### [JOB]
Rewrite the lines below, replacing "medallion" with "badge" and leaving everything else unchanged.

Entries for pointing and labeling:
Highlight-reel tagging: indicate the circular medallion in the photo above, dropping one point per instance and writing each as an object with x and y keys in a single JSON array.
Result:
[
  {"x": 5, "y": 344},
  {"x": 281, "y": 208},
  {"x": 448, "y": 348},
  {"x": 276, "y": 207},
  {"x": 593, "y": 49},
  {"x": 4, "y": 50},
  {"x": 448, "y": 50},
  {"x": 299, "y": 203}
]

### [SOLUTION FOR THIS PROBLEM]
Highlight-reel tagging: indicate the circular badge in the photo above, dropping one point per instance and writing each as an object with x and y keys in a single JSON array.
Result:
[
  {"x": 5, "y": 344},
  {"x": 281, "y": 208},
  {"x": 448, "y": 348},
  {"x": 276, "y": 207},
  {"x": 593, "y": 49},
  {"x": 4, "y": 50},
  {"x": 448, "y": 50},
  {"x": 299, "y": 203}
]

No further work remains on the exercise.